Given request 1 ▸
Answer these from the packet-list review notes:
(a) Where in the packet-list must packets be appended?
(b) How should the "EXPKEYSIG" status code be interpreted when packet's-commit-date is <= the key's expiration date?
(c) Which four dates does the reviewer name for the split-off date handling paragraph?
Given request 2 ▸ Carry on the packet-list review notes from their final sentence, keeping the same reviewing voice.

Packets MUST always appended to the end of the packet-list, insertion anywhere except at the end of the packet-list MUST cause a critical error.

I… don't really like this, because it means we can't, by design, do the cat_uniq_sort merge -- which would likely turn out to be useful for simplifying merges. Unless we forbid merge commits on “review-branch” (which seems consistent with the date requirement above?) and have the tool handle the merge itself, which would start to complexify either the use or the implementation… potentially more than just saying the list is unordered and must be ordered by rfc4880 signature creation time (or date, see below).

About dates

Packets with signatures by the same key in review-list MUST monotonically increase their packet's "date" field, failure to observe that MUST cause a critical error.

Suggestion: make monotony strict. I'm not 100% sure whether the english usage for “monotony” already is strict, but we lose nothing by mentioning it explicitly.

"EXPKEYSIG" gpg status code means the key's own signature has expired, it SHOULD be interpreted as "GOODSIG" if packet's-commit-date is <= than key's expiration date, MUST be interpreted as "ERRSIG with NO_PUBKEY" otherwise.

Suggestion: put this at the top. While reading I had started writing a long paragraph about dates and how your scheme was uselessly complex, until I came upon this and understood the reason of it all.

Also, I think the date handling paragraph could be split off and made explicit with the 4 dates that would end up present: git commit date, git author date, RFC4880 creation date, date inside the signed blob. This is a non-trivial part of the RFC.

If we allow a review encoded in the packet to have its own "date" field (which I don't like for the following), it MUST be <= packet's-commit-date and >= packet's "date" field, failure to observe that MUST cause a critical error.

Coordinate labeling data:
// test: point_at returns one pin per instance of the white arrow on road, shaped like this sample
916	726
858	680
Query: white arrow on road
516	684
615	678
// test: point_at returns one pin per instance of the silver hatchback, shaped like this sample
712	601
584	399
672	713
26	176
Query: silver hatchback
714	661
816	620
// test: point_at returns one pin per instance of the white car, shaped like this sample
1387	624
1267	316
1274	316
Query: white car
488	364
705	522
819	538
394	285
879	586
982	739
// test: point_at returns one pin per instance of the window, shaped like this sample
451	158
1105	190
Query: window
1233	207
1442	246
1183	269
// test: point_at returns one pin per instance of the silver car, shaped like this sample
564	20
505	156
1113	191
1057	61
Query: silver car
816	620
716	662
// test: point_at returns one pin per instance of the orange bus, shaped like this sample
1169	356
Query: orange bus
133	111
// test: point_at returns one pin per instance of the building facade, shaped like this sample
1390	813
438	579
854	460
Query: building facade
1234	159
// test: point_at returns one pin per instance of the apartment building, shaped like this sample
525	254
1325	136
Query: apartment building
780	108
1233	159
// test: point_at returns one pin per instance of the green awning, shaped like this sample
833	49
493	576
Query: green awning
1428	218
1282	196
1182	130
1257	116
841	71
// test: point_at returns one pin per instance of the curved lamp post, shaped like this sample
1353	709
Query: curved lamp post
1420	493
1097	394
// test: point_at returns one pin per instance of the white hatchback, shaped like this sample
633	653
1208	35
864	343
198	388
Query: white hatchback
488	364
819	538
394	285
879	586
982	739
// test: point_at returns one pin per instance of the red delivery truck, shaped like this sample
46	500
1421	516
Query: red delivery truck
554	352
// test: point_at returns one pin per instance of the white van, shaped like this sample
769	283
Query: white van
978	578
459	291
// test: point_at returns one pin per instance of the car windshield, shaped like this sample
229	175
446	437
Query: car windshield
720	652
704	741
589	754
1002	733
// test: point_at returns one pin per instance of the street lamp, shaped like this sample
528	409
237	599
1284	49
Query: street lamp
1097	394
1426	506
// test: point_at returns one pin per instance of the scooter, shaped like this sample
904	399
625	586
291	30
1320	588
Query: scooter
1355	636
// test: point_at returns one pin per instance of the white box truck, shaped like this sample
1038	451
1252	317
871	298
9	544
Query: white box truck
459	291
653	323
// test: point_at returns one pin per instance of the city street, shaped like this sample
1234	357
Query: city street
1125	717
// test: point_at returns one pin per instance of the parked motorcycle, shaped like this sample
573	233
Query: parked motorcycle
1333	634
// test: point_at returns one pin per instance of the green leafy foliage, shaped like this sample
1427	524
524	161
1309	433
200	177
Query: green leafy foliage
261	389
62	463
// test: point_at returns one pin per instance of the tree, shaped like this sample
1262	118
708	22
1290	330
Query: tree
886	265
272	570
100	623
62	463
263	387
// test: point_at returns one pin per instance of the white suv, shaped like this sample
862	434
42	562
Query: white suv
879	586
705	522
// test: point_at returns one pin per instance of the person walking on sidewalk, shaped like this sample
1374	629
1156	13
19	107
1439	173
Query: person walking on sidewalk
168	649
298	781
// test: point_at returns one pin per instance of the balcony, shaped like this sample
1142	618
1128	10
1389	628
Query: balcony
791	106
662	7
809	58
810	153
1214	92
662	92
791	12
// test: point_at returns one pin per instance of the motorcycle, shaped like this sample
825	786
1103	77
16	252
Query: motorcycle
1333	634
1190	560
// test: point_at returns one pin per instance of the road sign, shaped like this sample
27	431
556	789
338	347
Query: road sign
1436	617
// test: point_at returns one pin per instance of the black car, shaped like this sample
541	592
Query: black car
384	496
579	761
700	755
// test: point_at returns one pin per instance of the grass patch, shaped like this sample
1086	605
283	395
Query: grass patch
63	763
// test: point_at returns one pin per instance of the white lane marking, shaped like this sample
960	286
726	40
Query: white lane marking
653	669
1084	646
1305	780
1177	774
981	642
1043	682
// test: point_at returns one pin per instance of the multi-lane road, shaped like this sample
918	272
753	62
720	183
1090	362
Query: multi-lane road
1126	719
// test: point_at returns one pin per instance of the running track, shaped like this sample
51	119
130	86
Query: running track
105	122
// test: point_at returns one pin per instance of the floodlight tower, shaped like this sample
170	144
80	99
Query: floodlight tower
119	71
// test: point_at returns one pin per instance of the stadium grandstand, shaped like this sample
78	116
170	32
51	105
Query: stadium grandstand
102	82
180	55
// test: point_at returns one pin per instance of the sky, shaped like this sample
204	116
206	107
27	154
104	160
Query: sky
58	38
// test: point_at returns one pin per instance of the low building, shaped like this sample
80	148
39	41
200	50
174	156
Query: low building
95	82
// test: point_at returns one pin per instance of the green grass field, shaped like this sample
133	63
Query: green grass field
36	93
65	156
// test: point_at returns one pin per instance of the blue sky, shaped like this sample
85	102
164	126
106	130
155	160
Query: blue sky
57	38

Exercise answer 1 ▸
(a) At the end of the packet-list.
(b) As "GOODSIG".
(c) Git commit date, git author date, RFC4880 creation date, and the date inside the signed blob.

Exercise answer 2 ▸
This part makes me think you only want 3 dates, ie. remove the date inside the data. Is that so? Sounds good to me. But TBH I'm not sure I understand all of the date setup. It sounds like a part you've really well thought out, but it's interspersed with the rest of the text and I can't easily imagine the big picture (and IMO the RFC should be easily understandable, otherwise we're bound to have interoperability or security issues).

packet's "date" field <= review's "date" field <= packet's-commit-date <= author's key own "expire date"

If we're going to keep the signed-data-date-field (assuming you mean “review's date field” = signed-data-date-field and “packet's date” = RFC4880 creation date), then I think we should swap the first two members: first one would create the review, and only after sign, so the naive and simplest behaviour would be incorrect as per your specification.

Signature verification

When interpreting packet-list only the packet with largest "date" field (serial-number) MUST be considered for each signing key, all other packets for the same key MUST be ignored.

Hmm… there may be ambiguity here for a masterkey with two signing subkeys. I think we agree we want to allow only one signature per masterkey, so maybe something like “When interpreting packet-list, only the packet with the highest packet date MUST be considered for each RFC4880 master key. All other packets by the same key MUST be ignored. In addition, packets by keys for which no judgement trust has been assigned SHOULD be ignored.”

GOODSIG, EXPSIG, …

This is GnuPG jargon. Maybe use RFC4880 terms instead? Then it's kind of obvious what these means wrt. RFC4880, so I guess that's not an important change.

all other statuses, including "BADSIG" and "ERRSIG without NO_PUBKEY", MUST cause a critical error (can be made into a warning, in case gpg guys break something, I guess).

-> SHOULD and remove the parenthesis?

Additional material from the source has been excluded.